#### [DATA PROVIDED]
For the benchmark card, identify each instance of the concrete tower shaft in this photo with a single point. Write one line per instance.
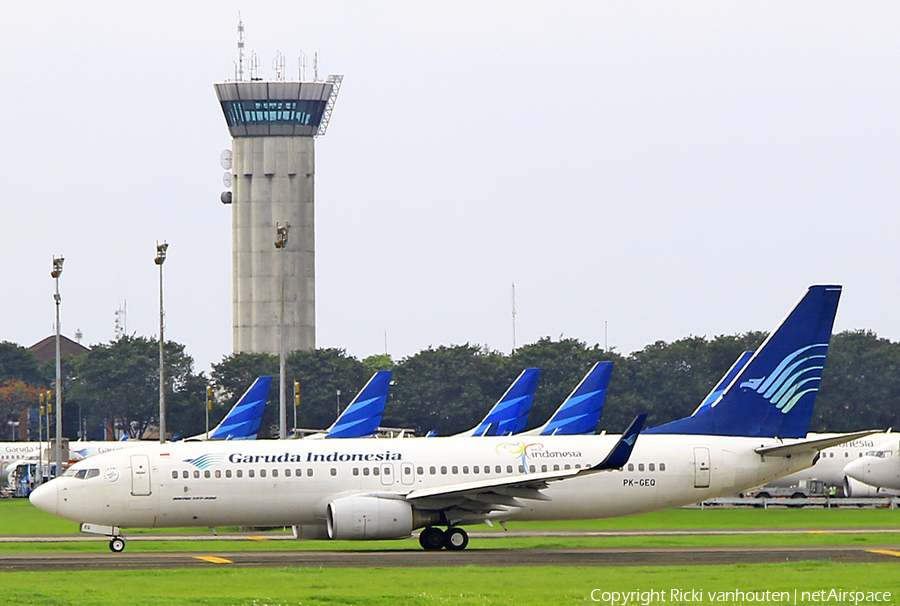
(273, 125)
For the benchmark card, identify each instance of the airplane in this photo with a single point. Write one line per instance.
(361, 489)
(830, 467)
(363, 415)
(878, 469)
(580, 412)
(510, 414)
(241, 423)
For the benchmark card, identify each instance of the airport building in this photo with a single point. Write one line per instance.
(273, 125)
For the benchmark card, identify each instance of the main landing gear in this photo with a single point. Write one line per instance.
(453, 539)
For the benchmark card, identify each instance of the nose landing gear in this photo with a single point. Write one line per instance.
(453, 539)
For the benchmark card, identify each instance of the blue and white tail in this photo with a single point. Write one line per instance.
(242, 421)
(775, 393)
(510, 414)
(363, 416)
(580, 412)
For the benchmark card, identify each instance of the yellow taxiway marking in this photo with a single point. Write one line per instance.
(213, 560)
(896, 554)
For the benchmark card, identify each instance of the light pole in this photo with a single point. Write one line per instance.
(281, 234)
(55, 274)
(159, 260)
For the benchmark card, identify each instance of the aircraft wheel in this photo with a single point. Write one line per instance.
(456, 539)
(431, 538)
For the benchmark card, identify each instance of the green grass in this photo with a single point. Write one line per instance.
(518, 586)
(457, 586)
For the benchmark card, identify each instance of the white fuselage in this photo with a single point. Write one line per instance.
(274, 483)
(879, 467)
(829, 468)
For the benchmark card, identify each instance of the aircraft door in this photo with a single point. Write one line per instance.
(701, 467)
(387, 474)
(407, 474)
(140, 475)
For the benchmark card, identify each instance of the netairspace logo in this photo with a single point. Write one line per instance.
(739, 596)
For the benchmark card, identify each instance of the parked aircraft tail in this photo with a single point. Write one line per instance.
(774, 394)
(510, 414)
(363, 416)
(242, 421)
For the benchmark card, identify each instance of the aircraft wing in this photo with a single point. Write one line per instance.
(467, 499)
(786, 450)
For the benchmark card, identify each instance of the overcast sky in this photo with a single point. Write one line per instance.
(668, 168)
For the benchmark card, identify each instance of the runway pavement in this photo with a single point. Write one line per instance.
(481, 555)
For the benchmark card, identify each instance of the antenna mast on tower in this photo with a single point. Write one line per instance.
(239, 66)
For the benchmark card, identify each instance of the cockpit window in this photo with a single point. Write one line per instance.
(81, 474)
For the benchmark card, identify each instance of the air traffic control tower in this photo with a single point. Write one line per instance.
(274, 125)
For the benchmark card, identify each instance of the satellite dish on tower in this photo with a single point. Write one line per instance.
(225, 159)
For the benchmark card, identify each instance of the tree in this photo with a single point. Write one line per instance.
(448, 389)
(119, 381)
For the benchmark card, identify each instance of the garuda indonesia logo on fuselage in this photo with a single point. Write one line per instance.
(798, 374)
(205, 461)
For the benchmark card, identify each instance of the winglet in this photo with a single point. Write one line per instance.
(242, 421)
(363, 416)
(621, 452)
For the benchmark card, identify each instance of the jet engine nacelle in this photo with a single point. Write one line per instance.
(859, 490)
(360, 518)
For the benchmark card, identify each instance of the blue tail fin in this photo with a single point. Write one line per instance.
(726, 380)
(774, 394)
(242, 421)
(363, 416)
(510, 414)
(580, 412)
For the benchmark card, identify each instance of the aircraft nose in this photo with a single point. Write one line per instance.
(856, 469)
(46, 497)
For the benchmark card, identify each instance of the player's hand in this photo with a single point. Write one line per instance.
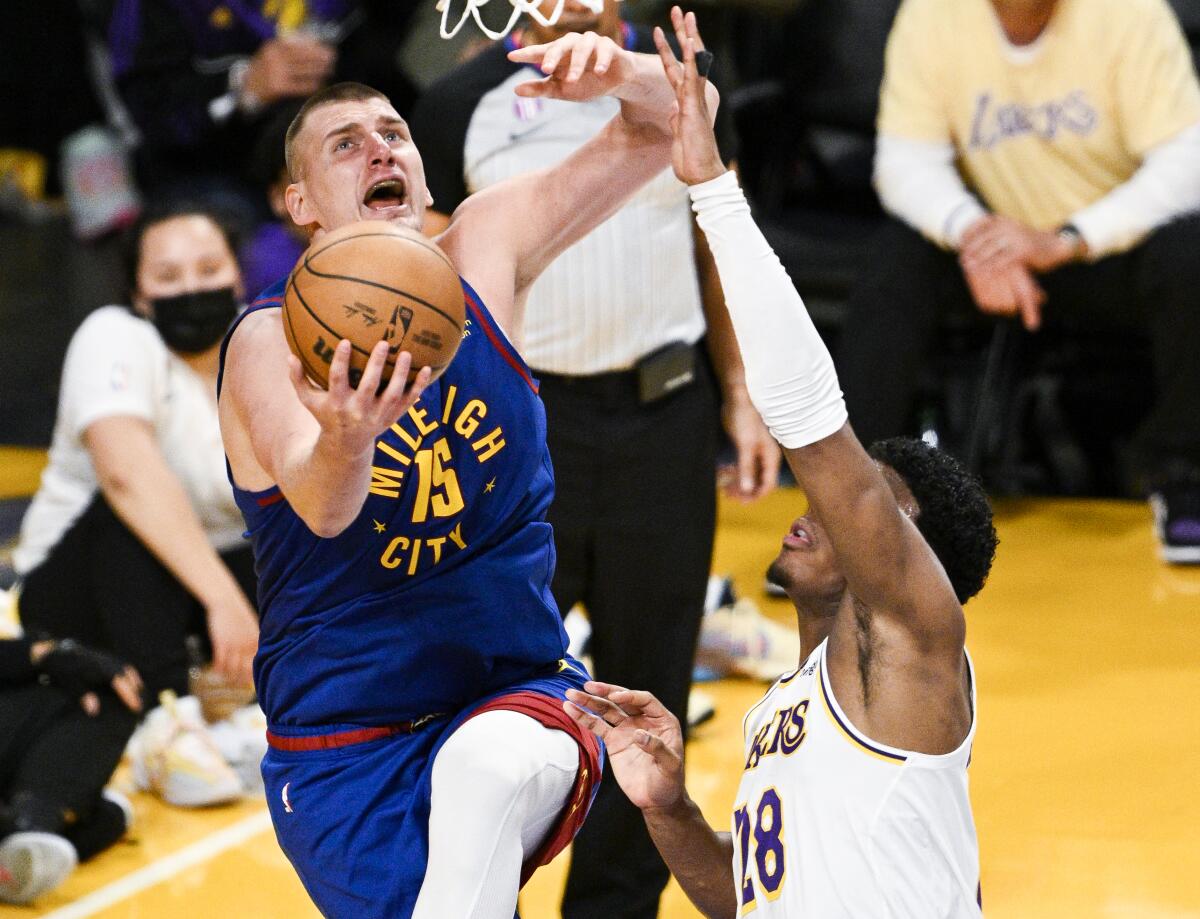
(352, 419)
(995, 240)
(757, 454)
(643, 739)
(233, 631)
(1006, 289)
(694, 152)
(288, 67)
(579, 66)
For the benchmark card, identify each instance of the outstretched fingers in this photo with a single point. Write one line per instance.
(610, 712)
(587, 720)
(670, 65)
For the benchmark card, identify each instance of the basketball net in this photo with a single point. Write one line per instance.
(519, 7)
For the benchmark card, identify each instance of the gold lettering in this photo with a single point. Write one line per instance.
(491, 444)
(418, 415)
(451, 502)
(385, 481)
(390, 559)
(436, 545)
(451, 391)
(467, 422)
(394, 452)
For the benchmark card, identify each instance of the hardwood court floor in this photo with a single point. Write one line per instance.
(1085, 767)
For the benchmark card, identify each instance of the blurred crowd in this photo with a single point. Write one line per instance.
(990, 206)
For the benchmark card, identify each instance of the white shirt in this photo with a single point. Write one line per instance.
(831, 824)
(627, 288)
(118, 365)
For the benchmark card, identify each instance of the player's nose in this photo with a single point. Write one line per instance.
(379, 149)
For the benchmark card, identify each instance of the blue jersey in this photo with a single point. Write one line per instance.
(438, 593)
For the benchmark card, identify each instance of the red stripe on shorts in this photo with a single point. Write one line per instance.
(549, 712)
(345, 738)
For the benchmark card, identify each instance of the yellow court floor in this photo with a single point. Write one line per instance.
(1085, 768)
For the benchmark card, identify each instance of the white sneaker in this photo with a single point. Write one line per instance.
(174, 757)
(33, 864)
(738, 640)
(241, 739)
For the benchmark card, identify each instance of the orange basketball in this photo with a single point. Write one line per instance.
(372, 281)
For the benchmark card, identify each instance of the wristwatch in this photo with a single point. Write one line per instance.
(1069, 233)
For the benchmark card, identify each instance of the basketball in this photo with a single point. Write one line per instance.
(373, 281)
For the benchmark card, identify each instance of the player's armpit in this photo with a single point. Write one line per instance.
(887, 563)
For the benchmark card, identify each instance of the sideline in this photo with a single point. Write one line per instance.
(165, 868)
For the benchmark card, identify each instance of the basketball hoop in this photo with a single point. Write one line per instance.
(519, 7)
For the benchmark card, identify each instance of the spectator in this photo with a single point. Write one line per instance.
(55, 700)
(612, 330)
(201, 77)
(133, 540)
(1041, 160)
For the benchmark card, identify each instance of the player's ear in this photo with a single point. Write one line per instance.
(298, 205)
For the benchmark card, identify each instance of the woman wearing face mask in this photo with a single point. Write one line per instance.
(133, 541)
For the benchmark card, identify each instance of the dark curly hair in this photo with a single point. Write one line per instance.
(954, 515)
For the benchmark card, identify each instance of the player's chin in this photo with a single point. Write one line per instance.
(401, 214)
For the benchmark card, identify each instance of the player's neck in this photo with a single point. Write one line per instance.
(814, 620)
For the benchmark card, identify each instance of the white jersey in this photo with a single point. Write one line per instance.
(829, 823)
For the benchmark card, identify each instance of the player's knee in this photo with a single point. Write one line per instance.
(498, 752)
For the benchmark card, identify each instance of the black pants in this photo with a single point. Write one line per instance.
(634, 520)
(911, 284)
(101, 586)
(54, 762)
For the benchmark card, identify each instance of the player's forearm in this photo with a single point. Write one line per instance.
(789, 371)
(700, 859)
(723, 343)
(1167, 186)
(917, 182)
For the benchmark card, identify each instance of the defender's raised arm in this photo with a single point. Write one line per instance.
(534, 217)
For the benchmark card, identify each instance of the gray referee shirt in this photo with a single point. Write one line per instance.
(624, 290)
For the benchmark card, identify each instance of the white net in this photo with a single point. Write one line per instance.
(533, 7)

#### [TASK REQUIREMENTS]
Copy out the records above in full, exactly as written, but not the pictures.

#### [FINISHED TASK]
For the benchmark card, identify each instance of the concrete tower shaft in this photo with a single point. Write one line per instance.
(273, 125)
For the benchmark card, identify each instance of the airplane in this photo with a single point. Write one line per instance.
(361, 489)
(830, 467)
(363, 415)
(878, 469)
(580, 412)
(510, 414)
(241, 423)
For the benchmark card, identify each instance of the airport building in this photo with a single point. Write one line per instance.
(273, 125)
For the benchmark card, identify each instance of the main landing gear in this photo with a single point. Write one line per instance.
(453, 539)
For the benchmark card, identify each instance of the nose landing gear in this photo with a single point. Write one line per instance.
(453, 539)
For the benchmark card, identify each instance of the blue and white tail in this photo with a single point. Write one line per instance.
(242, 421)
(775, 393)
(510, 414)
(363, 416)
(580, 412)
For the benchmark card, identify each instance of the yellow taxiway marking in this photo with a single point. Write one line per instance.
(213, 560)
(896, 554)
For the benchmark card, identify each instance of the light pole in this photo with a single point. Write one line per instance.
(281, 234)
(55, 274)
(159, 260)
For the benchmark card, identify each instance of the aircraft wheel in this photo with a single point. Write one line per instance.
(456, 539)
(431, 538)
For the benchmark card, identify each instance of the green grass in this photo with a single point. Write one line per instance.
(518, 586)
(457, 586)
For the benchmark card, identify each instance of the white fuselage in this photo with a single point. Write one line per instance.
(274, 483)
(879, 467)
(829, 468)
For the benchmark card, identify each instance of the aircraft door in this photo with a single point. Write one line per instance.
(701, 467)
(387, 474)
(407, 474)
(140, 475)
For the benchmark card, identify each instance of the netairspace logo in this photo with a single point. Write one line per instance.
(739, 596)
For the benchmark card, identify each instance of the parked aircraft tail in this photo with a single point. Write one line per instance.
(774, 394)
(510, 414)
(363, 416)
(242, 421)
For the benchmark card, identify each instance of the aircraft wing in this photo with a single point. Write one line per instance.
(467, 499)
(786, 450)
For the benchmark card, identify each instance of the overcast sky in this photo with a single point. Write one line per instance.
(668, 168)
For the benchmark card, identify each instance of the runway pavement in this photo with a single point. Write one line per instance.
(481, 555)
For the benchmark card, identify each instance of the antenna mast on tower in this photo with a single point. Write one line per instance.
(239, 66)
For the benchmark card, identify each instance of the cockpit window in this photo with a single point. Write one line per instance.
(81, 474)
For the benchmark card, identify each instance of the air traffic control tower in this photo with a single point. Write one line per instance.
(274, 125)
For the benchmark card, identify each instance of the satellite dish on tower in this photo with a single point. Write one line per instance.
(225, 159)
For the benchmark card, identify each instance of the tree in this photo with a single point. Write one line per instance.
(448, 389)
(119, 381)
For the benchmark card, identify each instance of the garuda indonesia logo on fuselage in this photo with a single point. Write one line per instance.
(798, 374)
(205, 461)
For the benchmark card, identify each instance of the winglet in this photo with a single point. Write one line per instance.
(242, 421)
(363, 416)
(621, 452)
For the benchmark card, identify each instance of the jet engine nacelle in this photo with a single point. Write one line per instance.
(859, 490)
(360, 518)
For the benchmark card, identify each instance of the blue tail fin in this photo with a single point. Write one line per instance.
(726, 380)
(774, 394)
(242, 421)
(363, 416)
(510, 414)
(580, 412)
For the benchmark card, identify each instance of the aircraft nose in this photo with a single point. Write one line per instance.
(856, 469)
(46, 497)
For the benchmark card, identify each instance of the player's hand in this photo with a single point. Write one line per instance.
(352, 419)
(995, 240)
(757, 454)
(643, 739)
(233, 631)
(1006, 289)
(694, 152)
(288, 67)
(579, 66)
For the benchmark card, identify each instance of the outstretched fingers in this photo with a single point. Write one line per instance.
(610, 712)
(587, 720)
(670, 65)
For the benchmark card, identify each instance of the basketball net in this photo with a single point. Write one line per instance.
(519, 7)
For the benchmark card, identify each instance of the gold lettering in this photo with a single point. Write one line per instance.
(491, 444)
(418, 415)
(451, 502)
(385, 481)
(390, 559)
(436, 545)
(451, 391)
(467, 422)
(394, 452)
For the benchmark card, identify each instance of the hardwood court floor in this photo with a single point. Write one line per instance.
(1085, 767)
For the benchmark card, identify each instance of the blurred crowd in this photo with a single point. Write one line per instance.
(990, 206)
For the benchmark card, identify each instance of the white shirt in this photo with a single point. Write one line per instance.
(831, 824)
(627, 288)
(118, 365)
For the benchmark card, identify each instance of the player's nose in this photo with a single point. Write one line per instance.
(379, 149)
For the benchmark card, identify each instance of the blue jersey in this photo with a single point. Write one line per instance.
(438, 593)
For the benchmark card, identify each instance of the red stripe on shorts in this photo with a single point. Write one line per instance.
(549, 712)
(345, 738)
For the benchmark card, identify each instance of the yellow court floor in this photo with a single point. Write one line per instance.
(1085, 768)
For the benchmark card, identify each instance of the white sneaker in this photo with a single point. Write one line per instance.
(174, 757)
(33, 864)
(738, 640)
(241, 739)
For the benchmark card, identify each instance of the orange basketball in this photo with a single point. Write one line per instance.
(372, 281)
For the benchmark card, identify each instance of the wristwatch in this photo with a single point. Write one line per instance.
(1069, 233)
For the benchmark card, identify each instance of the basketball in this photo with a single point. Write one line per instance.
(373, 281)
For the benchmark card, identify each instance of the player's armpit in this photo with a single point. Write one line per instance.
(887, 563)
For the benchmark card, identify each instance of the sideline in this photo with a single point. Write one line per instance.
(165, 868)
For the benchmark card, identify each instance of the basketball hoop in this photo with a single point. Write one line per instance.
(519, 7)
For the benchmark card, identify each instance of the spectator in this photo with a single point. Write one line per instance.
(55, 700)
(612, 330)
(201, 77)
(133, 540)
(1041, 160)
For the benchmark card, identify each instance of the player's ear in this photo with a single point. Write one line per instance.
(298, 205)
For the benchmark card, identify each instance of the woman wearing face mask in this photo with a single point. Write one line per instance.
(133, 541)
For the benchmark card, identify each instance of the dark curly hair in this photo with a single point. Write one line per instance.
(954, 515)
For the benchmark card, identify each instance of the player's chin in this photo with a single point. Write one line per instance.
(401, 214)
For the benchmark card, identify each instance of the player's neck in this photo with a single point. Write one line per instance.
(814, 620)
For the benchmark card, identify each instance of the white jersey in this photo with a single point. Write one line per instance.
(829, 823)
For the benchmark card, identify each instance of the player's knee in this photo with a single point. Write one line per instance.
(498, 752)
For the benchmark card, identify each instance of the black pants in this photo with a single point. Write one line per instance.
(634, 520)
(911, 284)
(101, 586)
(54, 762)
For the benchmark card, identify each instance of the player's forearm in this photo with a single point. Write one line per instance.
(789, 371)
(700, 859)
(723, 343)
(1167, 186)
(917, 182)
For the benchmark card, identify each instance of the defender's raised arm in this photo with a single point. Write one line per instance.
(534, 217)
For the benchmark card, identify each instance of the gray referee shirt in this photo with a single point. Write one line per instance.
(624, 290)
For the benchmark card, identify each instance of the white net in this photo with a single point. Write one line per instance.
(533, 7)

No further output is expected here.